Point annotation dataset entries
····················
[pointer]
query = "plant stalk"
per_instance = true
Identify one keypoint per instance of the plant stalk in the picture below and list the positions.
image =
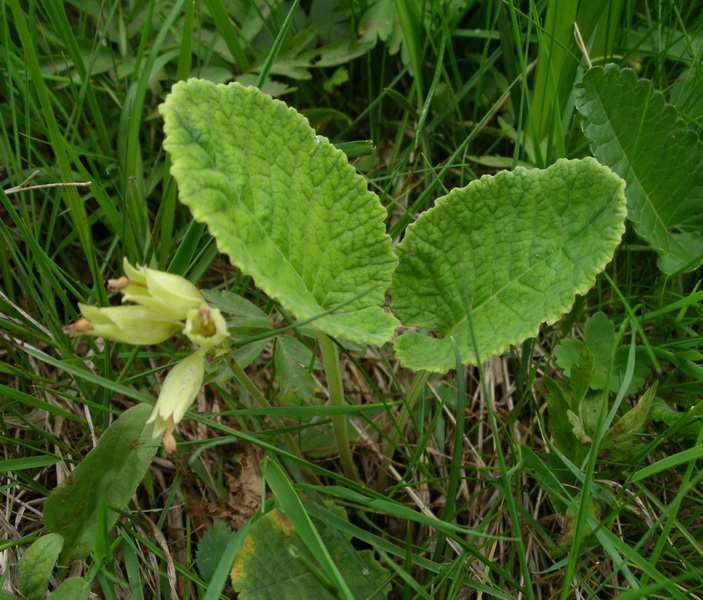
(330, 358)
····················
### Task to complete
Recast the entries above as a two-column CSV with the columns "instruction" and "points", one row per entry, placing each entry's wording and its answer in separate quoted fields and replacing any line breaks with spaces. Omit the pictures.

### Reply to the task
instruction,points
"[pointer] query = ""plant stalk"" per_instance = true Identify one keypoint per instance of the plant stalk in the picture below and list the positions. image =","(330, 358)"